• _Records_
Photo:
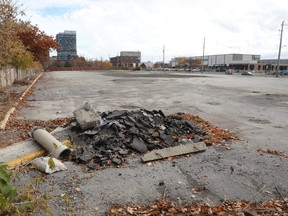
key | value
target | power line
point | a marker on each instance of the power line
(280, 46)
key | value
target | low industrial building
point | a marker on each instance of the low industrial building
(240, 62)
(127, 59)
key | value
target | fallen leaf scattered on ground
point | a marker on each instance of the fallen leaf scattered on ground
(273, 152)
(216, 136)
(167, 208)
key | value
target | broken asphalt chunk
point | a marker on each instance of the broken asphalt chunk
(139, 145)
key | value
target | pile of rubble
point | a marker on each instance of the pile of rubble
(110, 137)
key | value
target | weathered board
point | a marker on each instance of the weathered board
(174, 151)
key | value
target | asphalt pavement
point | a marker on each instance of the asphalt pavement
(254, 108)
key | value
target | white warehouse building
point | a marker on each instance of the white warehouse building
(235, 61)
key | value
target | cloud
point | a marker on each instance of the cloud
(106, 27)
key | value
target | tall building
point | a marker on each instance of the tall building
(67, 45)
(127, 59)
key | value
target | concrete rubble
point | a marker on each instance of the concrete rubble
(121, 132)
(86, 116)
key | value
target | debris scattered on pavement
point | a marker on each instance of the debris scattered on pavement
(48, 165)
(164, 207)
(86, 116)
(122, 132)
(273, 152)
(174, 151)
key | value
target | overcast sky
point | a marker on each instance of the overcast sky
(106, 27)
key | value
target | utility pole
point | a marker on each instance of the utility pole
(163, 57)
(280, 46)
(202, 69)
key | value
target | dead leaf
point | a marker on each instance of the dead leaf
(130, 210)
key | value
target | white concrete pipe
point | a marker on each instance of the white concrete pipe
(50, 143)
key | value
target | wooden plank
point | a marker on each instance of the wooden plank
(174, 151)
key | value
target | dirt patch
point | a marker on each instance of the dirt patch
(17, 130)
(164, 207)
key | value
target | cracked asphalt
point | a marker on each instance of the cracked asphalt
(253, 108)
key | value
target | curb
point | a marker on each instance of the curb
(11, 110)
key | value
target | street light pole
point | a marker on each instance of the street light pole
(280, 46)
(202, 69)
(163, 57)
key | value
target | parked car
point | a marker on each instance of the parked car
(220, 70)
(283, 73)
(248, 73)
(230, 71)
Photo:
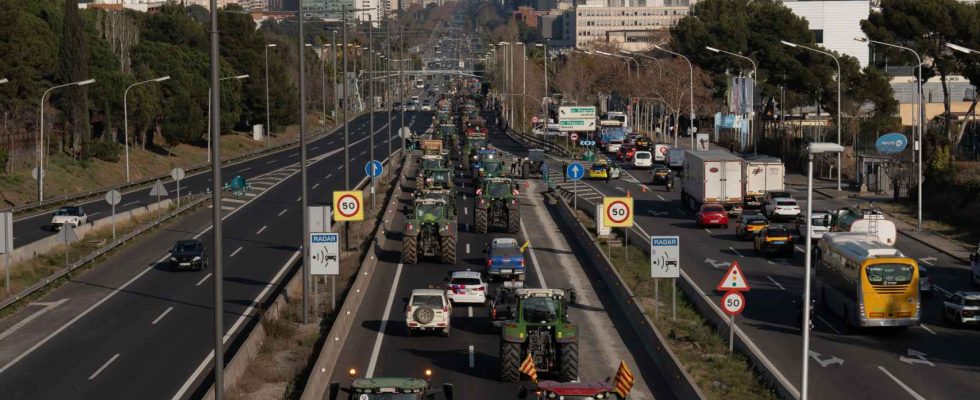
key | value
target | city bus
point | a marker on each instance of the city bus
(866, 282)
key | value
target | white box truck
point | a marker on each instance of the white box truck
(761, 174)
(712, 176)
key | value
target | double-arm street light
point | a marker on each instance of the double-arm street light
(126, 116)
(40, 139)
(839, 155)
(917, 120)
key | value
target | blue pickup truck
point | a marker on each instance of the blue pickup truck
(505, 259)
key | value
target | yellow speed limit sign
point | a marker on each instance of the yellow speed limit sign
(618, 211)
(348, 206)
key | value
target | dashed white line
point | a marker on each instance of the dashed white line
(163, 314)
(205, 278)
(99, 371)
(911, 392)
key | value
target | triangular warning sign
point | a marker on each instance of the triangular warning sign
(734, 280)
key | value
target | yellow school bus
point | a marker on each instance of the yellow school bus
(866, 282)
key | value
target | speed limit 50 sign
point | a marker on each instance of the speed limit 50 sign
(348, 206)
(618, 211)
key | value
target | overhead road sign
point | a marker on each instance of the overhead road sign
(572, 112)
(619, 212)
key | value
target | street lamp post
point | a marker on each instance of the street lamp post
(812, 149)
(40, 143)
(691, 66)
(917, 120)
(839, 155)
(755, 75)
(126, 116)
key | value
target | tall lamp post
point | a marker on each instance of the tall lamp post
(126, 116)
(40, 138)
(691, 67)
(839, 155)
(917, 120)
(812, 149)
(755, 77)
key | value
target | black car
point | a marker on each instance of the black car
(189, 254)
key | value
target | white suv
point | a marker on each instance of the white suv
(466, 287)
(428, 310)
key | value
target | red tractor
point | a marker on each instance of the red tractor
(568, 390)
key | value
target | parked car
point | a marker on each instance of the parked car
(748, 224)
(466, 287)
(642, 159)
(962, 308)
(711, 214)
(773, 239)
(428, 310)
(783, 208)
(68, 215)
(189, 254)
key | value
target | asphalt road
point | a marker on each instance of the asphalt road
(379, 345)
(929, 362)
(150, 337)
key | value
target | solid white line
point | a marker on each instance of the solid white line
(775, 283)
(914, 395)
(163, 314)
(201, 282)
(384, 324)
(98, 371)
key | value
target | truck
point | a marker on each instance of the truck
(760, 175)
(712, 176)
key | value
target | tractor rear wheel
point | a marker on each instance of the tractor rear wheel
(448, 247)
(568, 364)
(410, 249)
(510, 362)
(480, 225)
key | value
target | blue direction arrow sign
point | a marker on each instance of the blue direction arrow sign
(373, 168)
(575, 171)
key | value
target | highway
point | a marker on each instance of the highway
(137, 329)
(933, 361)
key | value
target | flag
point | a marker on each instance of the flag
(527, 368)
(624, 380)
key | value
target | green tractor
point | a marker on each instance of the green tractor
(540, 328)
(496, 204)
(430, 231)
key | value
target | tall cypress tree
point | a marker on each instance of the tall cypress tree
(75, 67)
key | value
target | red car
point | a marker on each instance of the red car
(712, 214)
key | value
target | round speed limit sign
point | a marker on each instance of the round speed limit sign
(733, 303)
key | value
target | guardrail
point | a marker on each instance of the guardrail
(98, 253)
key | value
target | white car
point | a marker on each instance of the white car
(466, 287)
(69, 215)
(643, 159)
(783, 208)
(428, 310)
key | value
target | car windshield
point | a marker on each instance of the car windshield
(889, 274)
(427, 300)
(540, 309)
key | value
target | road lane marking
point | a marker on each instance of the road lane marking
(384, 324)
(163, 314)
(902, 384)
(201, 282)
(775, 283)
(99, 371)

• _How to complete this task_
Output exactly the span of lines from the top of the listing through the line holding "target | tall building", and leave every picture out.

• _Response to the exercise_
Photo:
key | value
target | power line
point | a marker on each instance of the power line
(280, 46)
key | value
target | low industrial building
point | a marker on each instance of the low industrial building
(240, 62)
(127, 59)
key | value
target | fallen leaf scattered on ground
point | a marker on each instance of the fallen leaf scattered on ground
(273, 152)
(216, 136)
(167, 208)
key | value
target | broken asphalt chunk
point | a marker on each instance of the broken asphalt chunk
(139, 145)
key | value
target | pile of rubble
point | a marker on each instance of the pile of rubble
(110, 137)
key | value
target | weathered board
point | a marker on each instance of the weathered board
(174, 151)
key | value
target | asphalt pavement
point | a marker on each instance of the asphalt pavement
(254, 108)
key | value
target | white warehouse building
point | a marker on each instance of the white warehouse building
(235, 61)
key | value
target | cloud
point | a marker on each instance of the cloud
(106, 27)
key | value
target | tall building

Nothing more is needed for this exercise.